* **MATERIAL TO PROCESS**
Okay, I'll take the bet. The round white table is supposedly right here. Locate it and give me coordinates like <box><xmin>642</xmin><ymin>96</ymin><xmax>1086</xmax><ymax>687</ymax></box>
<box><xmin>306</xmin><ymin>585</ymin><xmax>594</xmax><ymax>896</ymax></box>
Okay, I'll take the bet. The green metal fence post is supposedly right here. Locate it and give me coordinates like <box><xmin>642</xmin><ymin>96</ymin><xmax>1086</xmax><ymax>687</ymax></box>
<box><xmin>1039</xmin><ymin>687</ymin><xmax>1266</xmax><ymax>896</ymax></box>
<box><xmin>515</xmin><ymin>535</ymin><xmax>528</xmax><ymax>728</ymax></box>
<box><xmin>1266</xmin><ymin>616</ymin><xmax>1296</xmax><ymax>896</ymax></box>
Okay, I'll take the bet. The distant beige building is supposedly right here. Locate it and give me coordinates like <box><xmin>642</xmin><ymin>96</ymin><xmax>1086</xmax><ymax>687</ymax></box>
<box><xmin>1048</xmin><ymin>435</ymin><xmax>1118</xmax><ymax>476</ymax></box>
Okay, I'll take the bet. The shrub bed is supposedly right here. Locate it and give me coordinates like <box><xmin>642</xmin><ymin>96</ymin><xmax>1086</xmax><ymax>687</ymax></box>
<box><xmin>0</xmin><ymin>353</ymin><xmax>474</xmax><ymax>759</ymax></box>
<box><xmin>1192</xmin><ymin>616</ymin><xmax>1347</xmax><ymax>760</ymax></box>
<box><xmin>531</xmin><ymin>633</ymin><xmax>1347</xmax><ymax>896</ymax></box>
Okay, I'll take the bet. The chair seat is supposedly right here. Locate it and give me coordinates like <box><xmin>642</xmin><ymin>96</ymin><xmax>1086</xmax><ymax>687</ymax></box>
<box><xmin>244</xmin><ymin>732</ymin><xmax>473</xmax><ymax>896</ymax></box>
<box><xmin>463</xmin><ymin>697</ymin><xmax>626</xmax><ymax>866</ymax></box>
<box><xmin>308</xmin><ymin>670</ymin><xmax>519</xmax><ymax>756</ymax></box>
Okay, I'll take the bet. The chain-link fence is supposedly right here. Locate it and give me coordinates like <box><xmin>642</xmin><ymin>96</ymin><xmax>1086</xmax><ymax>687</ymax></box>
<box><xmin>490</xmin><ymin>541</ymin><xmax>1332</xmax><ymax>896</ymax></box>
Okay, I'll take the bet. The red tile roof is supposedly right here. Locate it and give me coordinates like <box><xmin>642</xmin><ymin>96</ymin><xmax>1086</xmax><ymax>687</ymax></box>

* **WORK INSTRUCTIONS**
Identify each line of the material above that contains the word "fence", and copy those lines in full.

* **RESULT BELOW**
Okay, I'll take the bet. The green metal fence post is supposedly right here. Locate it and give me coordinates like <box><xmin>642</xmin><ymin>96</ymin><xmax>1086</xmax><ymax>687</ymax></box>
Okay, I'll take the bet. The chain-link fence is supposedly right here. Locate it and give me coordinates like <box><xmin>642</xmin><ymin>96</ymin><xmax>1086</xmax><ymax>687</ymax></box>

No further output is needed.